Prompt 1: From the passage on Rue's letter, reproduce word for word the part from "There are several" up to and including "in this way.".
Prompt 2: Summarize the passage on Rue's letter in two sentences.
Prompt 3: Rewrite the paragraph of the passage on Rue's letter that begins "There are several inaccuracies" as a short list, keeping its main facts.

There are several inaccuracies in Rue’s letter, which are
presumably
due to the efforts by all concerned to put the best possible face on their dealings with Frederick. Allen’s claim that he would like to help Frederick is difficult to reconcile with his central role in sabotaging Frederick’s earlier passport applications, although it is possible that Allen’s attitude had evolved during the ensuing two years. Rue’s report that Ravndal did not have any objections to Frederick was belied by the way Ravndal referred to Elvira in his telegram to Washington on July 26. Despite all these reservations, it is still remarkable that so many of the influential white Americans in the city would have rallied around Frederick in this way.

Information provided:
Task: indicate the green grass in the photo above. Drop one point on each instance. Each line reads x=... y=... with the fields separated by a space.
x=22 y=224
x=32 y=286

Solution 1:
There are several inaccuracies in Rue’s letter, which are
presumably
due to the efforts by all concerned to put the best possible face on their dealings with Frederick. Allen’s claim that he would like to help Frederick is difficult to reconcile with his central role in sabotaging Frederick’s earlier passport applications, although it is possible that Allen’s attitude had evolved during the ensuing two years. Rue’s report that Ravndal did not have any objections to Frederick was belied by the way Ravndal referred to Elvira in his telegram to Washington on July 26. Despite all these reservations, it is still remarkable that so many of the influential white Americans in the city would have rallied around Frederick in this way.

Solution 2: Rue's letter has several inaccuracies, probably because everyone involved tried to put the best face on their dealings with Frederick. Allen's claim that he wanted to help is hard to square with his role in sabotaging Frederick's earlier passport applications, and Rue's report that Ravndal had no objections was belied by Ravndal's telegram, yet it is still remarkable that so many influential white Americans in the city rallied around Frederick.

Solution 3:
- Rue's letter has several inaccuracies, probably because everyone involved tried to put the best possible face on their dealings with Frederick.
- Allen said he would like to help Frederick, which is hard to reconcile with his central role in sabotaging Frederick's earlier passport applications, though his attitude may have changed over the following two years.
- Rue reported that Ravndal had no objections to Frederick, but this was belied by how Ravndal referred to Elvira in his July 26 telegram to Washington.
- Despite these reservations, it is still remarkable that so many influential white Americans in the city rallied around Frederick.